Required action | Transcribe exactly the lines from the one containing "In this exercise you will indicate the handlebar" through the end of the entries, including both the first and the last, and nothing else.

Image-grounded pointing data:
----------------------------------------

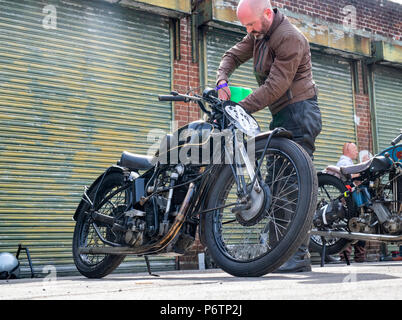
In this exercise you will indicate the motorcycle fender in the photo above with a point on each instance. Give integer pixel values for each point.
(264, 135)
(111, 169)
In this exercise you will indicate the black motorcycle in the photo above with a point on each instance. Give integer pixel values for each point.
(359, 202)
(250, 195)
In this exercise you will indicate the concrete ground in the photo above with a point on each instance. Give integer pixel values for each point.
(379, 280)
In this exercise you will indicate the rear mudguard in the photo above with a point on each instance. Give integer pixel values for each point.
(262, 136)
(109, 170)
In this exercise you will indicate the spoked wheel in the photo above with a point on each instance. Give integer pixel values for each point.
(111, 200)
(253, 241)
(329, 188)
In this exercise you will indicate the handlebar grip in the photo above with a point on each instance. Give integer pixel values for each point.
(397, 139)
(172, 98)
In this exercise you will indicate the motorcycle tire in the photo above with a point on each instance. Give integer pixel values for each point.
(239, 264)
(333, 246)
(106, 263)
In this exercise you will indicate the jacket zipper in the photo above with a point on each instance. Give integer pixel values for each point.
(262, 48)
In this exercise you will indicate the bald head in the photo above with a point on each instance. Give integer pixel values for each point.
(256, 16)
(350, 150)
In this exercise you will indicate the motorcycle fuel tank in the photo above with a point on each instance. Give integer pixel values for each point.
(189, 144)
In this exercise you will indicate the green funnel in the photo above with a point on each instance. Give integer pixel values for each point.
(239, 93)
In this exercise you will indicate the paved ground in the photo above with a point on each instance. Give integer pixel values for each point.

----------------------------------------

Response to this exercise |
In this exercise you will indicate the handlebar grip in the photo above with a point on each instance. Give integer pixel values for each point.
(397, 139)
(172, 98)
In this exercise you will indicate the motorcycle tire in the photo above with a point on each instance. Give integer pixel values for each point.
(239, 264)
(333, 246)
(106, 263)
In this exercise you will indicate the jacket zipper in the photo above with a point on each instance. Give integer pixel values for each point.
(262, 48)
In this exercise you will indicate the bald head in the photo above with a point on each instance. Give integer pixel values for each point.
(256, 16)
(350, 150)
In this exercise you will indicate the motorcycle fuel tank in the photo above with a point on each instance. Give integer pixel values for each point.
(189, 144)
In this exercise you will indicate the green funnel in the photo above with a point on each instance. Give integer pixel values for each point.
(239, 93)
In this exercise you will indicate the paved ground in the photo above with a point on each instance. Give integer pixel values for each point.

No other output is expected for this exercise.